Studio International

Published 18/03/2019

Julie Mehretu: Drawings and Monotypes

In these new works, Mehretu plunges the viewer into her phenomenological, immersive methodology and her mark-making serves to release your own rich store of memories and associations

Kettle’s Yard, Cambridge
22 January – 24 March 2019


“Push, scratch, mark, cut, stain … The sound of graphite on paper, ink clotting out of nib, pulled by fibres in the paper on the surface of acrylic, like stone, like parchment. Never tabula rasa: always palimpsest.” Julie Mehretu (b1970, Addis Ababa) is reciting her own stream-of-consciousness, beat-poetic description of her approach to painting and drawing, at the start of a Tate Modern American Artist Lecture in 2014, filmed and available on the Tate website.

To enter Kettle’s Yard’s installation of Mehretu’s new monotypes is to plunge into her phenomenological, immersive methodology. Made with ink on acrylic panels, which are printed on to paper and painted, these investigations into mark-making are concentrated in one gallery, and layered in rows of three. Every wall is covered in these vigorous, exploratory, untitled abstractions. An intriguing choreography of calligraphy, each one is remarkable both for its distinct qualities and the resonances with the drawings around it. They are devoid of captions or numbers, leaving us free to associate as we please, both within and around the drawings – left, right, up, down.

→ Problem requirements
Return the full review of Julie Mehretu's drawings and monotypes above, reproducing every line without alteration.

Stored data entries
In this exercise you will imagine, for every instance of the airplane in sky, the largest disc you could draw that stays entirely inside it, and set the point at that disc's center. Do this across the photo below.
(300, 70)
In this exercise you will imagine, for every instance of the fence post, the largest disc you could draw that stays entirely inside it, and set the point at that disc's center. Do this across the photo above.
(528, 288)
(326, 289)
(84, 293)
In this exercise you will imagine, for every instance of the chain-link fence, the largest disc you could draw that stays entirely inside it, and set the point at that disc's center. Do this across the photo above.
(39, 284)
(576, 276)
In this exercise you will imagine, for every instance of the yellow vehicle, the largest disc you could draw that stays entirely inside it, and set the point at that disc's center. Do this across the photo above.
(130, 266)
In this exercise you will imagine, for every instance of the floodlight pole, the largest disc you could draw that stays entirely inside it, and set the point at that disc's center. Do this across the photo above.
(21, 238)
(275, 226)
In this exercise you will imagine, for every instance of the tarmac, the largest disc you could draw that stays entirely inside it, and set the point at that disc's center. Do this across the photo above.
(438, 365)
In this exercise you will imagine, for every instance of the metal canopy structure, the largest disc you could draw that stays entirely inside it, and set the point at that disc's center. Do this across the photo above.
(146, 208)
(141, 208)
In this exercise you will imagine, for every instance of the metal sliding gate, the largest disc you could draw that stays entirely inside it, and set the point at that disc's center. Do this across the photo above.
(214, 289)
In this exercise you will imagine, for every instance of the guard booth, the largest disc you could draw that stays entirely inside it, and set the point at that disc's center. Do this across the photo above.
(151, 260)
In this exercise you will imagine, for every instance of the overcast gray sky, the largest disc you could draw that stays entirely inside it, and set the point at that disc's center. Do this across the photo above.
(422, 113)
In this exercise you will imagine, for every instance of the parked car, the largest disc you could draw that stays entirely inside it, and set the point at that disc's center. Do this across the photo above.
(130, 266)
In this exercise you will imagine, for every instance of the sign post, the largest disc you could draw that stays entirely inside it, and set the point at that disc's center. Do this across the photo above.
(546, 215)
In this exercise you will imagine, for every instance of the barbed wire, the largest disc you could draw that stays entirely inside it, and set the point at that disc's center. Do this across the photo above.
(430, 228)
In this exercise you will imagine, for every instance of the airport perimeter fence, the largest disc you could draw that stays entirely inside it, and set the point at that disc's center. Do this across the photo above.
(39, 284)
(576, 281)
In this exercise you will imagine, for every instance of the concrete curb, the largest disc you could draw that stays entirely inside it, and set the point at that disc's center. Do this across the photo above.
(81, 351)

→ Output of the task
Studio International

Published 18/03/2019

Julie Mehretu: Drawings and Monotypes

In these new works, Mehretu plunges the viewer into her phenomenological, immersive methodology and her mark-making serves to release your own rich store of memories and associations

Kettle’s Yard, Cambridge
22 January – 24 March 2019


“Push, scratch, mark, cut, stain … The sound of graphite on paper, ink clotting out of nib, pulled by fibres in the paper on the surface of acrylic, like stone, like parchment. Never tabula rasa: always palimpsest.” Julie Mehretu (b1970, Addis Ababa) is reciting her own stream-of-consciousness, beat-poetic description of her approach to painting and drawing, at the start of a Tate Modern American Artist Lecture in 2014, filmed and available on the Tate website.

To enter Kettle’s Yard’s installation of Mehretu’s new monotypes is to plunge into her phenomenological, immersive methodology. Made with ink on acrylic panels, which are printed on to paper and painted, these investigations into mark-making are concentrated in one gallery, and layered in rows of three. Every wall is covered in these vigorous, exploratory, untitled abstractions. An intriguing choreography of calligraphy, each one is remarkable both for its distinct qualities and the resonances with the drawings around it. They are devoid of captions or numbers, leaving us free to associate as we please, both within and around the drawings – left, right, up, down.